> [YOUR TASK] Copy the data below word for word, starting at the line that has "In this exercise you will locate the pink" and stopping after the line that has "point(97, 94)".

> [SUPPLIED DATA]
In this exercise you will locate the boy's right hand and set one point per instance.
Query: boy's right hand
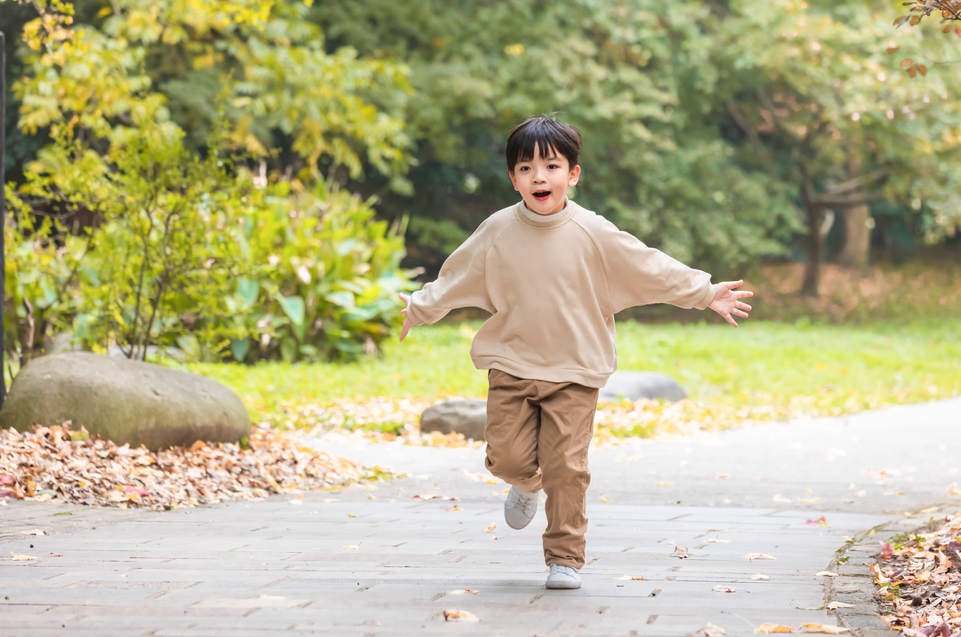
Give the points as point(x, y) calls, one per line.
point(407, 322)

* * *

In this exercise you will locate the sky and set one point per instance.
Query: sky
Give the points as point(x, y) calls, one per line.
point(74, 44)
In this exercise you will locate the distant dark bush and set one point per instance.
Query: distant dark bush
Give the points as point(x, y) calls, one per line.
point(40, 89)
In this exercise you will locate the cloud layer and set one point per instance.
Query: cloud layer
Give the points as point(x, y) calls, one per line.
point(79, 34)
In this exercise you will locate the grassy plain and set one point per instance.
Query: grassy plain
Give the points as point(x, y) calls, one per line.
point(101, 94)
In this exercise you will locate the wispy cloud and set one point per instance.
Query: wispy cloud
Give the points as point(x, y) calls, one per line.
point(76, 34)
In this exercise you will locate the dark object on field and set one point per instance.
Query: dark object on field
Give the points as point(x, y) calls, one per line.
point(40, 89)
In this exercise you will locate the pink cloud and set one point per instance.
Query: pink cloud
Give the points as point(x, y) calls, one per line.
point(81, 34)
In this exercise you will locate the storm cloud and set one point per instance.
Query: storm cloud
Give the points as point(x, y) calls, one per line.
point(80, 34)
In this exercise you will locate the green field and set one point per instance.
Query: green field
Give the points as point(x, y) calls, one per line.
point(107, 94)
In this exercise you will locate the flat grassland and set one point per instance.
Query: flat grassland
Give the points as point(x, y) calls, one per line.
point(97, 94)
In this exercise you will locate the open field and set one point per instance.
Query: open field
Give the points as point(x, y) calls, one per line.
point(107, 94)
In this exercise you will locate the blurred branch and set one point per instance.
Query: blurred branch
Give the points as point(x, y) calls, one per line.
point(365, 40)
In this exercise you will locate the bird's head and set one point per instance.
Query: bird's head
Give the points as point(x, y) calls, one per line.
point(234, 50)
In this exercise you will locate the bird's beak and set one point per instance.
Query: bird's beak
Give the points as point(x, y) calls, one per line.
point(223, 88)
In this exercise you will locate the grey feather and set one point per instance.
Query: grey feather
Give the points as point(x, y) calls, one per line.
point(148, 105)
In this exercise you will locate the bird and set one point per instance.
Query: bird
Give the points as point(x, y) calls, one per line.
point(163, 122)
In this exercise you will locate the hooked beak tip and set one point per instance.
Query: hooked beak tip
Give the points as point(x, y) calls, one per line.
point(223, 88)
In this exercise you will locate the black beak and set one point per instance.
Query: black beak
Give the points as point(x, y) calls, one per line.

* * *

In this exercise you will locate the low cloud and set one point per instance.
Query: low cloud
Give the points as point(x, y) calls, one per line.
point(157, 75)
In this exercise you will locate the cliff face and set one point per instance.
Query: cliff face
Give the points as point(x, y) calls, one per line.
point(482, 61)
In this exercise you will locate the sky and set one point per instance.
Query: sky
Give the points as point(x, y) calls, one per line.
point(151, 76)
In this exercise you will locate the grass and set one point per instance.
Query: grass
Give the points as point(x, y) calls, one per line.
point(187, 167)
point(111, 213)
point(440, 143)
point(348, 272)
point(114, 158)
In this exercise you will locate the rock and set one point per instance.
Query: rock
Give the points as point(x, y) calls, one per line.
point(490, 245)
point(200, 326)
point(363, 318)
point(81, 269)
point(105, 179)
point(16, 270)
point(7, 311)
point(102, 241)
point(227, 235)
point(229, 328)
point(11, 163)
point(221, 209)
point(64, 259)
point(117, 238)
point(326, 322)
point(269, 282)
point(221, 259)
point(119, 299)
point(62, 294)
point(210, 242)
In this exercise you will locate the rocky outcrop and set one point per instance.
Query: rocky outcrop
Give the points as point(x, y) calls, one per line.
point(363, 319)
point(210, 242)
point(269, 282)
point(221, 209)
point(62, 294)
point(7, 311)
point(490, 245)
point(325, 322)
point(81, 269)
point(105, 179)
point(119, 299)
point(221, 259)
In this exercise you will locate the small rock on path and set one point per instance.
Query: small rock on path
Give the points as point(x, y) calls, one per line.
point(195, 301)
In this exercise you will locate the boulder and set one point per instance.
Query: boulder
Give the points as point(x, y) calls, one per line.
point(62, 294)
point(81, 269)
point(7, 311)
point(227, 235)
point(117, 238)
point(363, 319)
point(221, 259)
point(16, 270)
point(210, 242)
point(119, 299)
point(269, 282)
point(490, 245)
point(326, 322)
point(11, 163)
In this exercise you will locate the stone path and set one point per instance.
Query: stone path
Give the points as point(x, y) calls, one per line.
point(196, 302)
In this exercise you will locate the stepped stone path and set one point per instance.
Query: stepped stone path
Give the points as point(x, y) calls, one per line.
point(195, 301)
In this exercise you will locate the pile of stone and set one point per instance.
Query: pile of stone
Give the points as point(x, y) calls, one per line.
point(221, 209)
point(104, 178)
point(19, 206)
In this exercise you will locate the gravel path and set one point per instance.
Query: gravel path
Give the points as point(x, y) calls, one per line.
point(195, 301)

> [ANSWER FOR THE TASK]
In this exercise you will locate the pink cloud and set one point per instance.
Query: pink cloud
Give the points as point(x, y) calls, one per line.
point(81, 34)
In this exercise you will locate the storm cloud and set one point per instance.
Query: storm cloud
Give the points as point(x, y) calls, one per line.
point(80, 34)
In this exercise you will locate the green field and set one point per instance.
Query: green field
Give the points as point(x, y) calls, one per line.
point(107, 94)
In this exercise you will locate the flat grassland and set one point per instance.
Query: flat grassland
Give the points as point(x, y) calls, one per line.
point(97, 94)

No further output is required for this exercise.